Depois a mesma pessoa que anteriormente me chamara, veio à entrada da sala, chamou o meu nome e pediu para a acompanhar, corredor fora, até a um gabinete, com duas secretárias e as respectivas cadeiras, uma “marquesa”, e duas cadeiras bem afastadas das secretárias, numa das quais me mandou sentar. Parti do princípio, que este devia ser “Médico”.
A MINHA IDA À URGÊNCIA DO HOSPITAL DE CASCAIS, NO DIA 20 DE ABRIL DA ERA DO CORONAVIRUS – PARTE 3
Mas aquela pessoa que me tinha
chamado, devia ser “Médico”…
Foi assim que terminei a
Parte 2 da história da minha ida à Urgência do Hospital de Cascais…
E devia ser “Médico” e não
“Médica”, pelo tom de voz, já que do corpo, com aquela bata plástica verde
largueirona, presa atrás com banda adesiva, não se conseguia perceber mais nada
senão uns olhos, por trás duns óculos, por trás duma viseira…
Fez-me uma data de perguntas
sobre a minha história clínica, os meus problemas cardíacos, a medicação que
tomava, e sobre a razão que me levara até ali desta vez. Foi tomando nota,
levou o carrinho que tem o termómetro, o aparelho de medir a tensão arterial e
o nível de oxigénio para o pé de mim, fez as respectivas medições, não tinha
febre no ouvido, o oxigénio estava bom no dedo indicador da mão direita, e a
tensão arterial no braço direito estava a 17 -10… Até repetiu outra vez, e
continuou alta… eu disse-lhe que em casa habitualmente anda nos 13 – 8…
Escreveu mais umas coisas no
computador, mandou-me ir de novo para a sala de espera, e que me iam fazer uns
exames.

[Registos do conjunto de dados]
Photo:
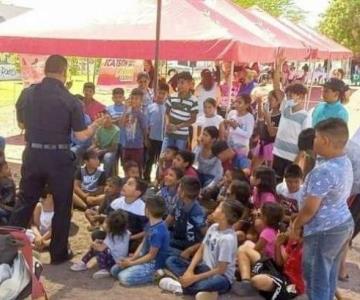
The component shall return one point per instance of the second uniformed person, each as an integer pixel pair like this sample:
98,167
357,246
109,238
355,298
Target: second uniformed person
48,113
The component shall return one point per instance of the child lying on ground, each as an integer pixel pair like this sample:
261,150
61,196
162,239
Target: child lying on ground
111,249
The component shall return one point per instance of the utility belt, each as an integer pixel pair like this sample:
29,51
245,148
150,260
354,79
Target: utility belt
49,146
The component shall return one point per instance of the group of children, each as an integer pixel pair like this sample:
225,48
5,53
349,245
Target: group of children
231,209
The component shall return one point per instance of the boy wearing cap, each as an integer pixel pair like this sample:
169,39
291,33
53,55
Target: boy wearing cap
333,92
181,111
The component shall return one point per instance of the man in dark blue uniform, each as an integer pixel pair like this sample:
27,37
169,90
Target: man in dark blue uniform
48,113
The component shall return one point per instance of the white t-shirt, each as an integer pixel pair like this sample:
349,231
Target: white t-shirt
204,122
240,136
118,245
137,207
290,126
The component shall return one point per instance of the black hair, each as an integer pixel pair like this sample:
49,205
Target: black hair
185,75
116,181
137,92
118,91
130,164
163,86
293,171
306,139
89,85
211,101
178,172
117,222
141,185
297,89
56,64
219,147
233,211
335,129
156,206
190,186
212,131
274,214
240,191
267,178
89,154
187,156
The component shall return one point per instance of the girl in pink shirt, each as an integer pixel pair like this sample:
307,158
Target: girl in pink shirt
264,183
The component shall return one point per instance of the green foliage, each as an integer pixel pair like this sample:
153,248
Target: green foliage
276,8
341,22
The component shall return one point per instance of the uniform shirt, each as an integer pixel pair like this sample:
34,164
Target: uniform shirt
240,136
156,117
49,113
290,126
324,111
107,137
93,108
180,112
220,246
90,181
330,181
135,211
157,236
189,220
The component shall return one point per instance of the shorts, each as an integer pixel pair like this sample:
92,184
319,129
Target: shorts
283,290
264,151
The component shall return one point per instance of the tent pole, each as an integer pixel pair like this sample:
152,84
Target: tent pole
231,78
157,44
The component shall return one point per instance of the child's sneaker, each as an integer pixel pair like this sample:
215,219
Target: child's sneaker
79,266
207,296
103,273
170,285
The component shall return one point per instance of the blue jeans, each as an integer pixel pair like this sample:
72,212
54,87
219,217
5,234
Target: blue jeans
170,141
135,275
321,260
2,143
215,283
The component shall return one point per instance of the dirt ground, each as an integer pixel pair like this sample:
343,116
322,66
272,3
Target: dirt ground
61,283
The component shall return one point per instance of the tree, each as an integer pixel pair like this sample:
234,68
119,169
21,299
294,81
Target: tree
341,22
276,8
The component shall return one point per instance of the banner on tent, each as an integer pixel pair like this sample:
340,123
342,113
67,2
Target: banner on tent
32,68
8,72
119,71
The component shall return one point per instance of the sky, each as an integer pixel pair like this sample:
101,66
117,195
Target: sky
314,8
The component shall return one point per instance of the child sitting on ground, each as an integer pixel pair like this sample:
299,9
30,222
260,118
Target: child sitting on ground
188,217
131,169
132,203
169,191
287,283
152,252
229,158
184,160
96,216
264,183
165,162
112,249
250,253
290,191
42,220
212,269
89,182
7,193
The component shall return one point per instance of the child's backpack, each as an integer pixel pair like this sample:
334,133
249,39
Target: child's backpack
16,251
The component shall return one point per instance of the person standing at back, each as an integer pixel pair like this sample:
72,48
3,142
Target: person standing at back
48,113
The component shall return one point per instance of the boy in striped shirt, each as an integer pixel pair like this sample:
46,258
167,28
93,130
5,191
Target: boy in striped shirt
181,111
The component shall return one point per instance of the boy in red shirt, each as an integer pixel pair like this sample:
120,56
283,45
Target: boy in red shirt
285,284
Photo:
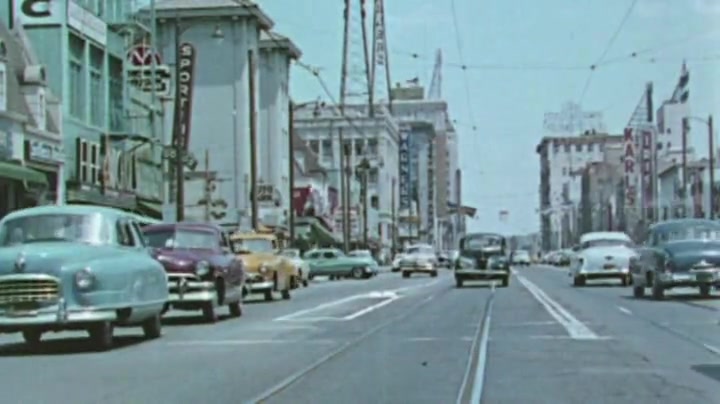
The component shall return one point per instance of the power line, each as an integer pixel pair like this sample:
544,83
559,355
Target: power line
609,45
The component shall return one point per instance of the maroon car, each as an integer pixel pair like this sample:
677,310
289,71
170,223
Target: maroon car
203,273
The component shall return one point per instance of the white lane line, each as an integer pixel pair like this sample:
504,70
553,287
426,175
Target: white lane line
251,342
712,349
624,310
370,309
318,307
575,328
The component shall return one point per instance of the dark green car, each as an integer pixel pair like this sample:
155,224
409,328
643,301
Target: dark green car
482,258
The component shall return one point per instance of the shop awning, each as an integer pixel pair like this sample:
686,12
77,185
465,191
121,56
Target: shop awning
20,173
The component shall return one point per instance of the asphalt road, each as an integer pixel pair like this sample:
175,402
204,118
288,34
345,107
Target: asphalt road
394,340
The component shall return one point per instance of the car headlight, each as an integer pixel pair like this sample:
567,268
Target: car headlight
202,268
84,279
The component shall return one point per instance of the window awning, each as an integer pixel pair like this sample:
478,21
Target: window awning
21,173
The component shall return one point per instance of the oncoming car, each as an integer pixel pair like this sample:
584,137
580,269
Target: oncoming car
602,255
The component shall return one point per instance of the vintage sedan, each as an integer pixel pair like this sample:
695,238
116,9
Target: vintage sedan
419,258
302,267
77,268
334,264
602,255
678,253
203,273
267,272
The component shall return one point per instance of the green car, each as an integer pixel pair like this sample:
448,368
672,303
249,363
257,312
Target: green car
334,264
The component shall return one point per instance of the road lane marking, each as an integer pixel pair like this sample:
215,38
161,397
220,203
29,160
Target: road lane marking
480,346
624,310
251,342
575,328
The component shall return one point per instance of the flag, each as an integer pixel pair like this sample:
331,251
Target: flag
682,89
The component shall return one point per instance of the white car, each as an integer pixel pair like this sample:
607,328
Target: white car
602,255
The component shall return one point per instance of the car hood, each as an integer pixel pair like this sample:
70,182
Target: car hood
602,253
688,254
50,258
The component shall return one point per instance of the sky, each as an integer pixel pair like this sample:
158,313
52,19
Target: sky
523,58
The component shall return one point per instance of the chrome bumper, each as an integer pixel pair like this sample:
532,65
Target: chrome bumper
55,316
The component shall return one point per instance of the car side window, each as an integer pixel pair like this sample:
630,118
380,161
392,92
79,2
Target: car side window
124,234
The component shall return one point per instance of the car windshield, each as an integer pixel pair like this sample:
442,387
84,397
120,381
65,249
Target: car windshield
477,243
290,253
254,245
691,233
181,238
424,250
360,253
90,228
606,243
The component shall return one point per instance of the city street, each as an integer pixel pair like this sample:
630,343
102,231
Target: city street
394,340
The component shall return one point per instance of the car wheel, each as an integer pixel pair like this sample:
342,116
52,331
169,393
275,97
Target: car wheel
658,291
357,273
152,327
32,337
235,309
101,335
209,313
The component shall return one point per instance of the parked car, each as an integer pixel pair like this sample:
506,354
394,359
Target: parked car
303,269
77,267
267,272
602,255
520,257
335,264
678,253
419,258
203,273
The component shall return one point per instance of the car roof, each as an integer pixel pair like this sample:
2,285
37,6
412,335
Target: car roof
604,235
72,209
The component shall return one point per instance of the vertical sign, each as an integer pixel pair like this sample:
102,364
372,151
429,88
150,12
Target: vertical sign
648,151
404,169
630,174
184,92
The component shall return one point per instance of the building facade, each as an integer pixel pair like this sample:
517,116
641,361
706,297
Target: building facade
31,150
109,126
276,53
226,31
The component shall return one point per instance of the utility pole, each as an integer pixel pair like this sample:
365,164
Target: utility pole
208,183
253,142
685,129
344,152
179,143
291,170
711,145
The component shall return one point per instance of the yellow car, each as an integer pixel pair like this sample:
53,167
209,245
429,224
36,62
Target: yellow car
266,272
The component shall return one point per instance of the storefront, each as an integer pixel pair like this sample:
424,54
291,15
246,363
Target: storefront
20,186
47,157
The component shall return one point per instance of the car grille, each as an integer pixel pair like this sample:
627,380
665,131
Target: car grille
30,290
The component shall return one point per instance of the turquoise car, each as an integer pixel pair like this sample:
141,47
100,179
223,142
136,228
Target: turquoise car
77,267
334,264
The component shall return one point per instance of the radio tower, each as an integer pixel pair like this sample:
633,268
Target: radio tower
379,86
355,71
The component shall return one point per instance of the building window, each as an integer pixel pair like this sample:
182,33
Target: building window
97,87
77,77
115,94
3,86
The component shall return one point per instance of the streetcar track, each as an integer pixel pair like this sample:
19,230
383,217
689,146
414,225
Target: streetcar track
346,347
473,386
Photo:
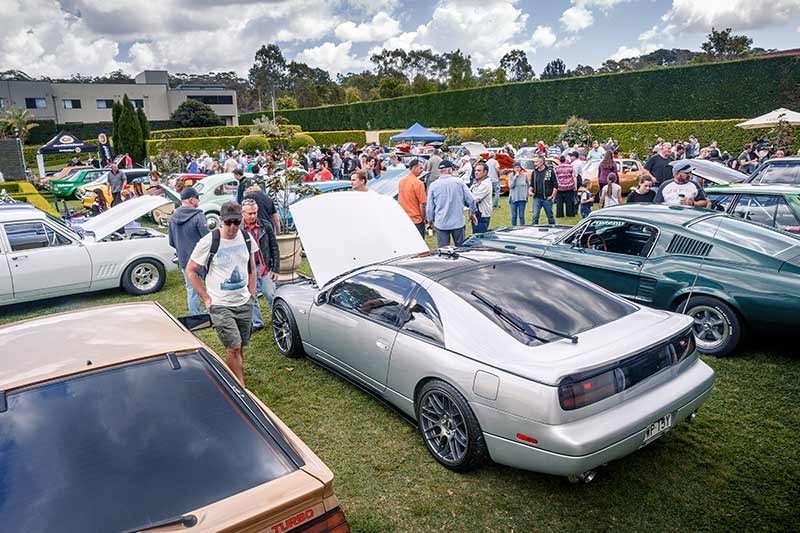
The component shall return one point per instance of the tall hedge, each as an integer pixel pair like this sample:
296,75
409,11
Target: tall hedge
744,88
636,137
195,144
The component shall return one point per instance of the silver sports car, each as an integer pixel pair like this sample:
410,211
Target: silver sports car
493,355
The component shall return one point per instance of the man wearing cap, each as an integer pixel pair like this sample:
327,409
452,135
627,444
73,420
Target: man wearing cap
230,283
432,166
518,184
187,226
411,195
682,190
447,197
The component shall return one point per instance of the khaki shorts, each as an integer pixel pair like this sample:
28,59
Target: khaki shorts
232,324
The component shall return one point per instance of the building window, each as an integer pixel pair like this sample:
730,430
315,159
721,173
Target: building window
35,103
213,99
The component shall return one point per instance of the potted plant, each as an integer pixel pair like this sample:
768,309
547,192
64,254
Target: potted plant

▶ [ENUNCIADO DA TAREFA 1]: Segundo o relato da ida à urgência do Hospital de Cascais, por que motivo a pessoa que narra concluiu que quem a atendeu devia ser "Médico" e não "Médica"? Explique em uma a três frases.
▶ [ENUNCIADO DA TAREFA 2]: No relato da ida à urgência do Hospital de Cascais, que valor de tensão arterial foi medido no braço direito?
▶ [ENUNCIADO DA TAREFA 3]: Escreva a continuação do relato da ida à urgência do Hospital de Cascais a partir da última frase apresentada.

▶ [RESULTADO DA TAREFA 1]: A conclusão baseou-se apenas no tom de voz. A bata plástica verde, larga e presa atrás com banda adesiva tapava o corpo, e só se viam uns olhos por trás de uns óculos e de uma viseira.

▶ [RESULTADO DA TAREFA 2]: 17-10, e continuou alta quando a medição foi repetida.

▶ [RESULTADO DA TAREFA 3]:
Fiz o segundo “Relatório de
Progresso” à Ana, que continuava confinada no automóvel…
Entretanto iam passando pela
sala de espera, camas hospitalares, com pessoas mascaradas e com garrafas de
oxigénio atrás, empurradas por pessoas com o “Equipamento Standard”, presumo eu
que destas vezes eram “Auxiliares”. e também algumas macas empurradas por
bombeiros com máscara e viseira.
Passado algum tempo, não
posso precisar quanto, vieram chamar-me para ir à “Imagiologia” fazer um “Raio
X”. Fui até meio do corredor acompanhado por um “Auxiliar”, que aí me entregou ao
“Auxiliar” que vinha da “Imagiologia” e trazia um doente numa cama hospitalar.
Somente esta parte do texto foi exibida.